-- Aim --
Pick out every line below that contains the string "signboard", and copy each such line in full.
::::::::::
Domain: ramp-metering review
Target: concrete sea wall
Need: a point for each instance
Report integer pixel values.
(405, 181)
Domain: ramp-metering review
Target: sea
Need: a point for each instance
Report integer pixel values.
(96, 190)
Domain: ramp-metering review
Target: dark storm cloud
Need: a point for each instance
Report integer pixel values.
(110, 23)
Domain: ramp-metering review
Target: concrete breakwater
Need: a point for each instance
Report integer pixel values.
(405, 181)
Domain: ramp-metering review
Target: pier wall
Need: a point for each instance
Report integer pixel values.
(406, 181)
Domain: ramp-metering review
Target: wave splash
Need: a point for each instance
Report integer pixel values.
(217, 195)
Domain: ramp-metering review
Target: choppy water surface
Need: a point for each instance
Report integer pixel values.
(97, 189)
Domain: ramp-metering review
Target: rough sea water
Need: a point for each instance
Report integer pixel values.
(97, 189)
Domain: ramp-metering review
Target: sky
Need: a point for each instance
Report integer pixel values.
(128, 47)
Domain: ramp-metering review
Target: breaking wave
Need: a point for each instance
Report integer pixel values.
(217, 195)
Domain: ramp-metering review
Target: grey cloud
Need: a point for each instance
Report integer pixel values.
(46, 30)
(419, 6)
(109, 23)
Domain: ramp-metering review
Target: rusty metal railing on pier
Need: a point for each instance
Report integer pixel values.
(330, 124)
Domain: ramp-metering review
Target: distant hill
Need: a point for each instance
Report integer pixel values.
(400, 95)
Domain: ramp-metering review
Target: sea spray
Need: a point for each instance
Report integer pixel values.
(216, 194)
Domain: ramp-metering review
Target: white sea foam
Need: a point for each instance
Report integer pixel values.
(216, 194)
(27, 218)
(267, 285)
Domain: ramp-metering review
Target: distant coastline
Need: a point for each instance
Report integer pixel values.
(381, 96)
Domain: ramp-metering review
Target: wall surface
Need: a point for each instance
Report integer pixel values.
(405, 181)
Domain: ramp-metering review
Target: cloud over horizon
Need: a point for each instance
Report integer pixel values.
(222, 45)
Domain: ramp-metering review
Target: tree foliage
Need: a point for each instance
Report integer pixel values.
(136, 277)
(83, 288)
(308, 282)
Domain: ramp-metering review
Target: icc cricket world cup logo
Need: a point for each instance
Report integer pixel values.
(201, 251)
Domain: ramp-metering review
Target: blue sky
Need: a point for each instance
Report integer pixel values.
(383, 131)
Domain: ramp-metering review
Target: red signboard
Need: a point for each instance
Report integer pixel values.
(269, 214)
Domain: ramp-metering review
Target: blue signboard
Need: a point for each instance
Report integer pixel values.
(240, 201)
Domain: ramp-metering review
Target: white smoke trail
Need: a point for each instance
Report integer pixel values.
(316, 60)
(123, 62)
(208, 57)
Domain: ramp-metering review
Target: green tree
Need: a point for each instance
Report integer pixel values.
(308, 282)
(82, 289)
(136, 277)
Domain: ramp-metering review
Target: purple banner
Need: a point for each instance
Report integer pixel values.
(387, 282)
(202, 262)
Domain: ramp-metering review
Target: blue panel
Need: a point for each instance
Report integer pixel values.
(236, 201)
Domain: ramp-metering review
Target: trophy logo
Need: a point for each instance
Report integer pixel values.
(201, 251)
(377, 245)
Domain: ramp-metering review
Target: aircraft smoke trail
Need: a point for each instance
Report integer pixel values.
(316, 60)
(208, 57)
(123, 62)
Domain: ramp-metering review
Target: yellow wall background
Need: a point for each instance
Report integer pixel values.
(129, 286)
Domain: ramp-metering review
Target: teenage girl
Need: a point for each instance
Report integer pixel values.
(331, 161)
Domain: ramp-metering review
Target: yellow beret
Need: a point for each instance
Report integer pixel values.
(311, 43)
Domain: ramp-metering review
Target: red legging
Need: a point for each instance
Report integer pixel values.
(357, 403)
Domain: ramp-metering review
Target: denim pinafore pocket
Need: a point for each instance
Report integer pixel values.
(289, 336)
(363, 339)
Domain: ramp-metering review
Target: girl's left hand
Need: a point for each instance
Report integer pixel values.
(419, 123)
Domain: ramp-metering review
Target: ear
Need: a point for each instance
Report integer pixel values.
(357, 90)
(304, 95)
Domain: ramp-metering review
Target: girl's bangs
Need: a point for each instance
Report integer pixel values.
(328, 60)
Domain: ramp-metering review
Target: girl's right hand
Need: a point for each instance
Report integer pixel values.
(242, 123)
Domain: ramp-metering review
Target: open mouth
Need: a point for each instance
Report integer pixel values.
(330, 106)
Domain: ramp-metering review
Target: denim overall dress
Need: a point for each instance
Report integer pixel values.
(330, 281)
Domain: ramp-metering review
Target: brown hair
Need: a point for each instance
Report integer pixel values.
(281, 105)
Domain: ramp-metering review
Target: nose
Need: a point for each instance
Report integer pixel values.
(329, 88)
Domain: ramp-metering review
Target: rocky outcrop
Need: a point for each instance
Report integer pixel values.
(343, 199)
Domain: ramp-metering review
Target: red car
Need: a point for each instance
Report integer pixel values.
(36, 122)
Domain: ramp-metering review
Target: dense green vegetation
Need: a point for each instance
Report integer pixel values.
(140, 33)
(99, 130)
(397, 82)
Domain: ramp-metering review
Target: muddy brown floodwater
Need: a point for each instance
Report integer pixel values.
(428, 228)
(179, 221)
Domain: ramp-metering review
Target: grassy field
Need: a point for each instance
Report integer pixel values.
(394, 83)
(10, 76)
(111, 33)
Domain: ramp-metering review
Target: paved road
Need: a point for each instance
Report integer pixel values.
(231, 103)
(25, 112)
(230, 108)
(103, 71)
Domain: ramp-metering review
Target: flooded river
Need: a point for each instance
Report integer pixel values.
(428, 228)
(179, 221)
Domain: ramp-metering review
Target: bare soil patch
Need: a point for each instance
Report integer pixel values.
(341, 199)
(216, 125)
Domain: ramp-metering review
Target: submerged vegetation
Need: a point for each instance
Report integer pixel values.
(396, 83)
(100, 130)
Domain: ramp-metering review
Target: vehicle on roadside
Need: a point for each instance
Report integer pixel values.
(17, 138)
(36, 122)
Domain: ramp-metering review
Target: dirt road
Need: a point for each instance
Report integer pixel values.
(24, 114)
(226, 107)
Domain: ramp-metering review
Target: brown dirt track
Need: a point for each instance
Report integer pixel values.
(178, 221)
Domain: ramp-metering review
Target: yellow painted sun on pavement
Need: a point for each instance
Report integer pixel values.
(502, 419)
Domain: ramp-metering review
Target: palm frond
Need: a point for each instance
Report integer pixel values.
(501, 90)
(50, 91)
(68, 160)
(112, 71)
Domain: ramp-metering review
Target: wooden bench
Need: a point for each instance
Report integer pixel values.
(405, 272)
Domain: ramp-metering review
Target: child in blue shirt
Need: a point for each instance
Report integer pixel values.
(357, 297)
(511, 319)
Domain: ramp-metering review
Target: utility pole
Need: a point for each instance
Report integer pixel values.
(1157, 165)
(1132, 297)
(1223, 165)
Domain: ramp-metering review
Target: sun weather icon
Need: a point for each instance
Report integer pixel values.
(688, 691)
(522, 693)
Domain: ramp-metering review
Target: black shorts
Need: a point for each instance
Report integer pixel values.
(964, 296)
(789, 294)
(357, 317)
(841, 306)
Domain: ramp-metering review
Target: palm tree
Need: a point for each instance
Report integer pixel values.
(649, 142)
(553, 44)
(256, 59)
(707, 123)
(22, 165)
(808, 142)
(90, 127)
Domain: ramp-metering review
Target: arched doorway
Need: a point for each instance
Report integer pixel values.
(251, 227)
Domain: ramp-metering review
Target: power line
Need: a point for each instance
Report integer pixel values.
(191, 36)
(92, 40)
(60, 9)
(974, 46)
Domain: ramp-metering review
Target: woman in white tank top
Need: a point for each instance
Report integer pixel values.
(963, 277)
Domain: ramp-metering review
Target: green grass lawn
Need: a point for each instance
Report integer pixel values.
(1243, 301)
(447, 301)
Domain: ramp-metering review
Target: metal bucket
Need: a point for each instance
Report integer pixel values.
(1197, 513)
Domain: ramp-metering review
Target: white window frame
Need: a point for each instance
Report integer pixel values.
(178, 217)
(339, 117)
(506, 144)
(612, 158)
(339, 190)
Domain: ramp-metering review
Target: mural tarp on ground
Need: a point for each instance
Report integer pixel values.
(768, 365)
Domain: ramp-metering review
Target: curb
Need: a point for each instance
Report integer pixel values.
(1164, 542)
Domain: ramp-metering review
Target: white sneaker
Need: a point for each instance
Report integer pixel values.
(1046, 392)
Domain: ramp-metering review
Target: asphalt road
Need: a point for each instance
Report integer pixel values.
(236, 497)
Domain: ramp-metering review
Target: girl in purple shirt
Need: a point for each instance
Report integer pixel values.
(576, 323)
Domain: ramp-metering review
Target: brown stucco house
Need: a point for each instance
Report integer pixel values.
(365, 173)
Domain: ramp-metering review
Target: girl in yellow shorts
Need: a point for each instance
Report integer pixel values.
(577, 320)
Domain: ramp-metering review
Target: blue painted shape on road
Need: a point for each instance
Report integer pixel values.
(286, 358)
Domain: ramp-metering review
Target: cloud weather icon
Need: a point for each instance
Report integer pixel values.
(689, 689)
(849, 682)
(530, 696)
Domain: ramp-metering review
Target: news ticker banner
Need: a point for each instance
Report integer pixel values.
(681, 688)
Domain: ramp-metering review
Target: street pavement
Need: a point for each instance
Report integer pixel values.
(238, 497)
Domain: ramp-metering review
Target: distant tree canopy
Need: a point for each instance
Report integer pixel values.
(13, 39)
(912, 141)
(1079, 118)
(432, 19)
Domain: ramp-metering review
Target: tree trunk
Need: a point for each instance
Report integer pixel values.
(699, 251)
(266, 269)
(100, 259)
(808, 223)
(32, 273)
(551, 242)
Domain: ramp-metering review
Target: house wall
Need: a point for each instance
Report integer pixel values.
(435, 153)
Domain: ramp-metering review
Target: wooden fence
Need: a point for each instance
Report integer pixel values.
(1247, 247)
::::::::::
-- Expected output --
Target: red signboard
Target: blue signboard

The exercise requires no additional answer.